> [THE EXERCISE]
Print the passage about Hall of Fame picks and a proposed California Hall of Infamy in full, word for word, with nothing added or left out.

> [DOCUMENT EXCERPT]
— start —
For Wolfgang Puck, Julia Child. For Alice Walker, John Steinbeck. For Ronald Reagan, the even longer-dead Ralph Bunche -- a UCLA Bruin and the first black American to win the Nobel Peace Prize.

As for Clint Eastwood, we’ve been making movies for nearly a century in California, and Eastwood is cinema’s first Hall of Famer? Sure, he’s great, but he’s got a long way to go to catch up with a Chaplin, a Lasky, a DeMille.

Because it’s too late to add “dead” to the admissions criteria, here’s my other notion. Once museum-goers get their fill of the admirable and the laudable, let’s get down to it. Give them a California Hall of Infamy -- the lunatics, the villains, the scoundrels, the eccentrics that the world expects of us. Mark Twain (practically a Californian himself) advised that the state was “heaven for the climate, hell for company.” And what company. Among the merely notoriously murderous are so many characters that we’d have to rotate the exhibits: Manson, Sirhan, the Night Stalker, Juan Corona.
— end —
> [INFORMATION SHOWN]
— start —
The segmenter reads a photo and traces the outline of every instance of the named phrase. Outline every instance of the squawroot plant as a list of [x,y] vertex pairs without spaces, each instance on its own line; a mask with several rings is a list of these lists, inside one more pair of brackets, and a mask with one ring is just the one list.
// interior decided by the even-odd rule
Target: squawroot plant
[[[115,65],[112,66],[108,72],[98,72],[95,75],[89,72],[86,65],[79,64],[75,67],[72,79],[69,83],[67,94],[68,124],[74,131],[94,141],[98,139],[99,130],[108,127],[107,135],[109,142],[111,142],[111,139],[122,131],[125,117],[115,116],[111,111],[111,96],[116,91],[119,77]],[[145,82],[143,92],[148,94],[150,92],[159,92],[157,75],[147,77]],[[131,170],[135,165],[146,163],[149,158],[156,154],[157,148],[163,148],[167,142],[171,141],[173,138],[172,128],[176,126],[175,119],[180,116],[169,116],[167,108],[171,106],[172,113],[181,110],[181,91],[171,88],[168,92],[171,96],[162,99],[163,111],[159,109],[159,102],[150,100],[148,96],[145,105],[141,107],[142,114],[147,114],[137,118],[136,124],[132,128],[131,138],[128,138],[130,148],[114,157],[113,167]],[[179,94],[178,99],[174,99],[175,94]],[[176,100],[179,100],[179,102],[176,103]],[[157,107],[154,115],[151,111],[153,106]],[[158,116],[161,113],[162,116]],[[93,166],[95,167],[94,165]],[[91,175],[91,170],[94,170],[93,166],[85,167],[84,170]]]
— end —
> [REPLY TO THE EXERCISE]
For Wolfgang Puck, Julia Child. For Alice Walker, John Steinbeck. For Ronald Reagan, the even longer-dead Ralph Bunche -- a UCLA Bruin and the first black American to win the Nobel Peace Prize.

As for Clint Eastwood, we’ve been making movies for nearly a century in California, and Eastwood is cinema’s first Hall of Famer? Sure, he’s great, but he’s got a long way to go to catch up with a Chaplin, a Lasky, a DeMille.

Because it’s too late to add “dead” to the admissions criteria, here’s my other notion. Once museum-goers get their fill of the admirable and the laudable, let’s get down to it. Give them a California Hall of Infamy -- the lunatics, the villains, the scoundrels, the eccentrics that the world expects of us. Mark Twain (practically a Californian himself) advised that the state was “heaven for the climate, hell for company.” And what company. Among the merely notoriously murderous are so many characters that we’d have to rotate the exhibits: Manson, Sirhan, the Night Stalker, Juan Corona.